**Activity**
Copy out the records precisely, omitting pictures.

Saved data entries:
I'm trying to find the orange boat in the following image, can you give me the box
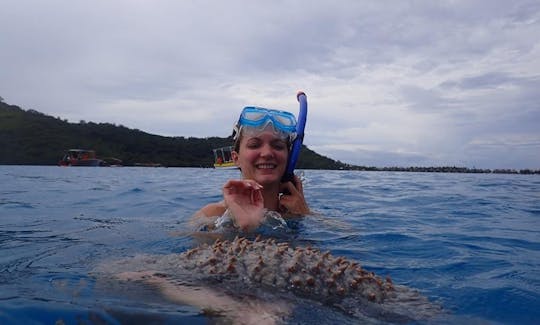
[59,149,108,167]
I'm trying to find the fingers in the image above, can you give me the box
[223,179,264,210]
[223,179,263,194]
[279,175,309,215]
[223,179,263,190]
[251,187,264,205]
[293,174,304,192]
[280,175,304,195]
[279,181,297,194]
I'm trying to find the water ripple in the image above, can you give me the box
[0,167,539,324]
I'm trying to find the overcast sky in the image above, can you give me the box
[1,0,539,169]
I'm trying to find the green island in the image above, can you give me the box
[1,98,538,174]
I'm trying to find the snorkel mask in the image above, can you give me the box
[232,106,298,143]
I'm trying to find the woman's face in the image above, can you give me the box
[232,131,289,185]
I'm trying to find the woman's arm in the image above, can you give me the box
[197,201,228,218]
[189,201,227,231]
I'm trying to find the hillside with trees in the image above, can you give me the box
[0,99,345,169]
[1,99,537,174]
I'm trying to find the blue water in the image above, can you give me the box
[0,166,539,324]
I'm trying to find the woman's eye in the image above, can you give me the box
[246,140,261,149]
[272,141,287,150]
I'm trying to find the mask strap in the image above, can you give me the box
[232,123,241,141]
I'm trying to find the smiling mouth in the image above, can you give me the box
[256,163,277,169]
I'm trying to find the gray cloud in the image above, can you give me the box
[1,0,539,169]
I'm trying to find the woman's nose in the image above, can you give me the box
[259,144,274,158]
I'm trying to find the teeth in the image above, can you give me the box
[256,164,275,169]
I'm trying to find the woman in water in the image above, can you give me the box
[107,106,312,323]
[195,106,310,231]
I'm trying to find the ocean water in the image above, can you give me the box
[0,166,539,324]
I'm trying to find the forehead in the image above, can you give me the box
[242,130,287,142]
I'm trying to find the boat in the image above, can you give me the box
[59,149,109,167]
[213,146,237,169]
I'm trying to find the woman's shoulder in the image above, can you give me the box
[198,201,227,218]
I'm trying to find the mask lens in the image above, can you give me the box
[242,109,268,123]
[241,124,293,141]
[273,113,296,128]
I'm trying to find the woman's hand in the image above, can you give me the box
[279,175,310,216]
[222,179,265,231]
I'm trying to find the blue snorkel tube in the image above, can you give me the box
[282,91,308,183]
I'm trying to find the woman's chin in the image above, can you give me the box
[254,171,282,184]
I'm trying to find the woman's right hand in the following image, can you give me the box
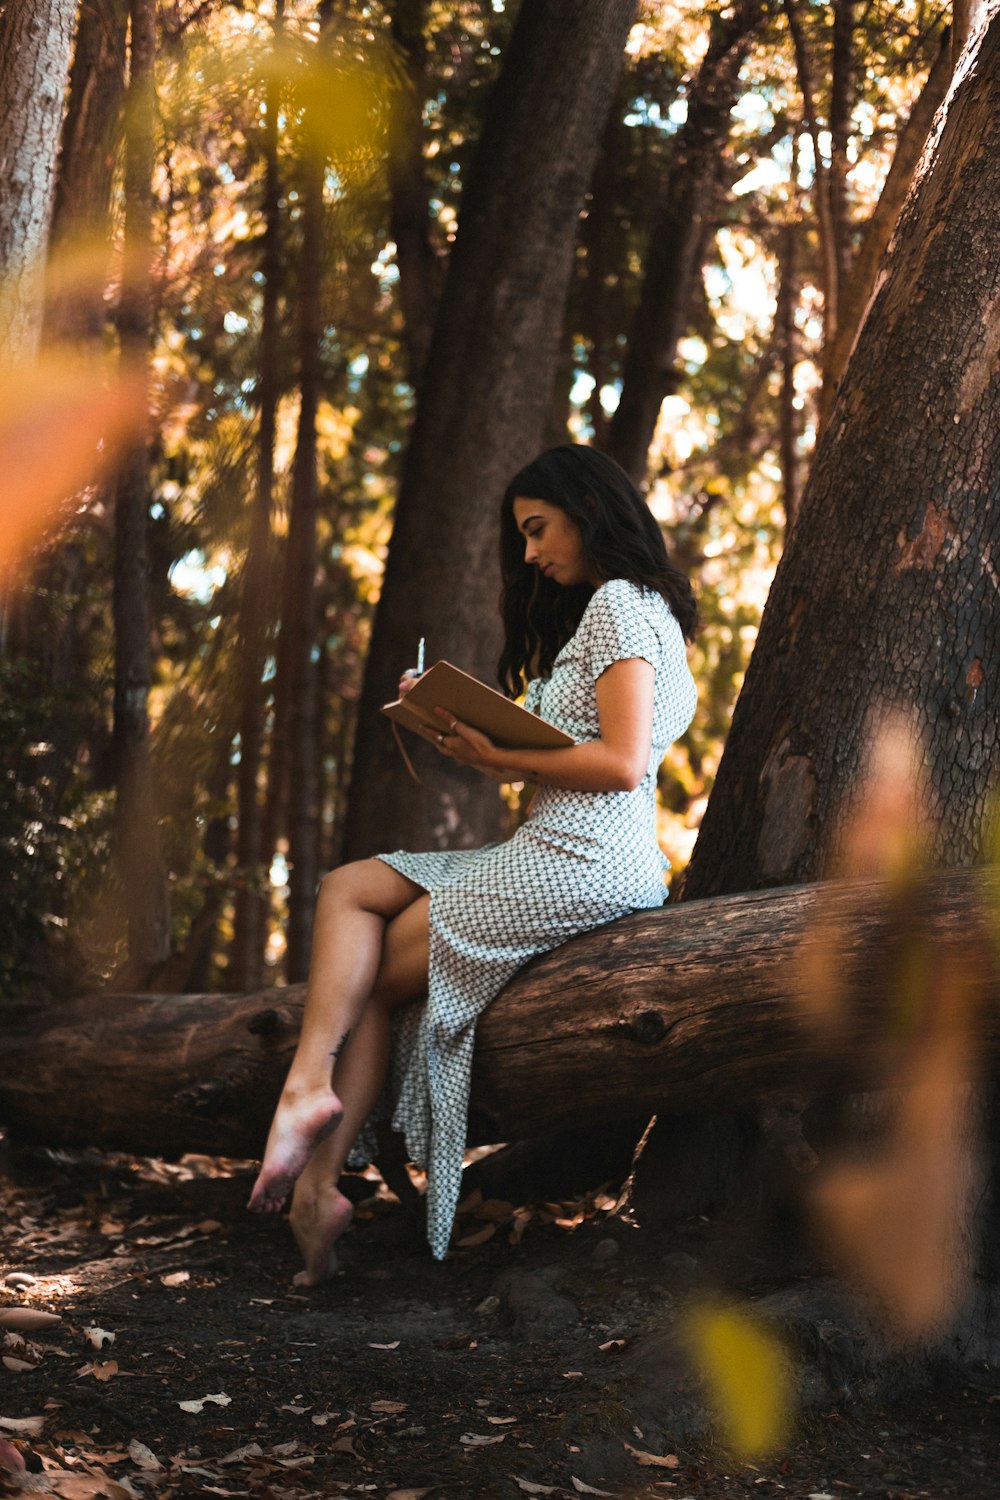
[398,671,422,698]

**Exercise response**
I'm trying to find the orange boat in the following image, can you give me the box
[59,149,108,167]
I'm trying to find the fingers in the image above, can you give me the box
[223,179,264,210]
[223,179,263,194]
[279,175,309,215]
[223,179,263,190]
[251,187,264,205]
[293,174,304,192]
[280,175,304,195]
[279,181,297,194]
I'm trying to find the water ripple in the image above, can you give me the box
[0,167,539,324]
I'm trying to find the overcast sky in the image above, can you give me the box
[1,0,539,169]
I'm trying to find the green island in the image above, can you give me the box
[1,98,538,174]
I'm trying to find the snorkel mask in the image above, can you give me the box
[232,106,298,143]
I'm trying to find the woman's face in the image above, can you give me the box
[232,131,289,185]
I'm trying to find the woman's arm in the image above, can you give me the box
[197,201,228,218]
[189,201,227,231]
I'm trying to find the hillside with trees in the image above, can you give me the box
[0,99,345,169]
[1,99,537,174]
I'm trying to find the blue water in the image above, can you give me the box
[0,166,539,324]
I'm trying to find the woman's eye in the image above, can you give me the box
[246,140,261,149]
[272,141,287,150]
I'm trying to find the mask strap in the image above, can you give me the box
[232,123,241,141]
I'm trying to find the smiling mouth in the image above, can you give me the box
[256,163,277,169]
I'm trying to find the gray cloud in the image above, can you give me the box
[1,0,539,169]
I'm trying to find the woman's nose in the image above, can you give me the box
[259,144,274,158]
I'm trying to find the teeth in the image above, can you give me the box
[256,164,275,169]
I'm trying to find the woman in water in the image above, can you give me the box
[107,106,312,323]
[195,106,310,231]
I'm trying to find the ocean water in the image above, can you give me the box
[0,166,539,324]
I'm trying to find the forehead in the image above, can you give me the box
[242,130,287,142]
I'm trying to find the boat in the image above, can you give me the box
[59,149,109,167]
[213,146,237,169]
I'm trying to find the woman's shoulder in the image above, can you give me the box
[198,201,227,218]
I'm trying to find the mask lens in the image above, can you give me the box
[242,109,268,123]
[241,124,293,141]
[273,113,296,128]
I'm trying to find the woman's hand in the image above, can you give me the box
[279,175,310,216]
[222,179,265,231]
I'm trying to find the blue snorkel tube in the image above, can you give me the box
[282,91,308,183]
I'm trying to find the woman's chin in the image above, can you give me the box
[254,171,282,184]
I'm trying to find the woman's right hand in the following image, can you give me the box
[398,671,422,698]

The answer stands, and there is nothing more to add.